◆ Requirement 1
According to the passage on the Paris attacks, how many people died at La Belle Equipe?

◆ Reading passage
--- Start ---

Through the White House, U.S. President Barack Obama offered his condolences and pledged to assist in the investigation. Previously, Obama had said that the attack was not just on Paris, or the people of France, but it was an attack on all humankind. In his statement, he termed the attacks as an “outrageous attempt to terrorize innocent civilians.”

Russia also sent their condolences to the French republic via their leader, Vladimir Putin. In his statement, he said that Russia strongly condemned the inhumane killings and was ready to provide any and all assistance necessary to investigate the terrorist crimes.

Main attack sites included:

• The Bataclan concert venue – 89 dead in gun attacks, three gunmen were killed; while another died nearby

• La Belle Equipe – 19 people died in ensuing gun attacks

• Le Petit Cambodge restaurant and Le Carillon bar – 15 people died in the gun attacks

• La Casa Nostra restaurant – 5 died in the gun attacks

• Stade de France – 3 attackers and one onlooker killed

Bernard Cazeneuve, the French Interior Minister said that the country has conducting numerous raids, and detained various suspects and put more than 100 under house arrest. A police operation was also conducted in Brussels, Belgium; where shots and explosions were heard in Molenbeek district.

In the meantime, the brother of two suspects, Mohammed Abdeslam, arrested in Belgium, was released. His lawyer confirmed that he was freed without charge, after proving his innocence. His brothers are one Brahim Abdeslam, who was killed during the attacks, and Salah, who is on the run. Other four suspects arrested together with him in Belgium have also been released. The other two suspects (they were a total of seven) are still being held.

France held a countrywide “minute of silence” for the victims the following day, at midday local time (11:00 GMT).

Paris prosecutor François Molins said that 5 out of the 7 dead terrorists have been identified, however, police are still hunting down an eighth suspect who goes by the name Salah Abdeslam. So far, authorities have named 5 of the 7 gunmen who executed the recent attacks across Paris. They are:

• 29 yrs. old Ismael Omar Mostefai who attacked music fans at the Bataclan concert venue before blowing himself up using a suicide vest

• 28 yrs. Old Samy Amimour who also blew himself up at the music venue

• 25 yrs. Old Ahmad Al Mohammad who died after discharging a suicide bomb outside the soccer stadium. His name was on a Syrian passport found together with his body.

--- End ---

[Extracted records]
--- Start ---

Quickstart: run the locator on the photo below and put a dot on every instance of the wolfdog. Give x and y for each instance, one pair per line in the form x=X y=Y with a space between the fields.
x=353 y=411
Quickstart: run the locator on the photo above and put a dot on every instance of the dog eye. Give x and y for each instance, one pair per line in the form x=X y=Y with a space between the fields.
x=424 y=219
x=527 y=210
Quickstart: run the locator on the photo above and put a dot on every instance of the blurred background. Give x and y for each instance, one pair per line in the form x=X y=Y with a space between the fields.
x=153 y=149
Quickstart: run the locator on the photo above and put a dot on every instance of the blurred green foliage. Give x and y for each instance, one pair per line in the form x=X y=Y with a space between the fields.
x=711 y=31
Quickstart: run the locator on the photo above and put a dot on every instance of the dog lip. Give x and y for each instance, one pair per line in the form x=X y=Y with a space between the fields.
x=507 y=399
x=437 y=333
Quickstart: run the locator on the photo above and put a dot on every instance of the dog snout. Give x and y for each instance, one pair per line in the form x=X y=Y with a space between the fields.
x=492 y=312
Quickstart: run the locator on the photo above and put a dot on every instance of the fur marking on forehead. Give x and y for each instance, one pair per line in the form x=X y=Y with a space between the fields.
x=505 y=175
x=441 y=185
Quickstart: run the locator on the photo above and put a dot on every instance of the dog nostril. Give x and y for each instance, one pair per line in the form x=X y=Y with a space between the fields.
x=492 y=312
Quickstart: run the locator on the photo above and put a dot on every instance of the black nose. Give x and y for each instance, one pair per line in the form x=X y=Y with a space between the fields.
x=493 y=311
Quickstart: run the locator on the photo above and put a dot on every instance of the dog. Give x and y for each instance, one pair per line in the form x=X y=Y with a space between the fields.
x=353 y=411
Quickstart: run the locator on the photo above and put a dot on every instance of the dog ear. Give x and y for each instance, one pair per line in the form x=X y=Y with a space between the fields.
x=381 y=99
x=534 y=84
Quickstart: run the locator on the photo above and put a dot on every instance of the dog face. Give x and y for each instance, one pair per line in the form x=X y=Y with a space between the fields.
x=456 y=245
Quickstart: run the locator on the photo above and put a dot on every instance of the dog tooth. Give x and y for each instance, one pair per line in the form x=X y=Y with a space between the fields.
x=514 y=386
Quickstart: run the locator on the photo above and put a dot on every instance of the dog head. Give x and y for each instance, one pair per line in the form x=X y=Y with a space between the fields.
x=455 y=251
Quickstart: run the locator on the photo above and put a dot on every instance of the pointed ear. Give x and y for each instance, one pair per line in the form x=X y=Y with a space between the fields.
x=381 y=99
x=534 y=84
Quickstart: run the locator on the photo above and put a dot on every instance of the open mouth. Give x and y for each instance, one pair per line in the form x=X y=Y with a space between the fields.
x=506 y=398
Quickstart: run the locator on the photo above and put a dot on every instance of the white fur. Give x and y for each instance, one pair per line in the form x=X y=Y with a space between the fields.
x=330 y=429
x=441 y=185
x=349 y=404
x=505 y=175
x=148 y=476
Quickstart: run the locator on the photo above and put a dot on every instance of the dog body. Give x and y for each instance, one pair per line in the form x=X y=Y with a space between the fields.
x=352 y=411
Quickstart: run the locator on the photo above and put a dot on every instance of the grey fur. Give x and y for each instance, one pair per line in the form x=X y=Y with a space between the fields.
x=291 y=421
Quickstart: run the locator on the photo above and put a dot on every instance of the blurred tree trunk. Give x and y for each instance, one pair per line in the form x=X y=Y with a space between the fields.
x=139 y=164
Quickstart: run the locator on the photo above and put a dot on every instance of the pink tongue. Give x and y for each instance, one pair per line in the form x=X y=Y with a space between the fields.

--- End ---

◆ Requirement 2
Pull out every line of the rows above that contains the word "blurred", copying each such line in full.

◆ Correct result 1
19 people died there in the gun attacks.

◆ Correct result 2
Quickstart: run the locator on the photo above and put a dot on every instance of the blurred background. Give x and y for each instance, one pair per line in the form x=X y=Y with a space between the fields.
Quickstart: run the locator on the photo above and put a dot on every instance of the blurred green foliage. Give x and y for each instance, one pair per line in the form x=X y=Y with a space between the fields.
Quickstart: run the locator on the photo above and put a dot on every instance of the blurred tree trunk. Give x and y for each instance, one pair per line in the form x=X y=Y with a space between the fields.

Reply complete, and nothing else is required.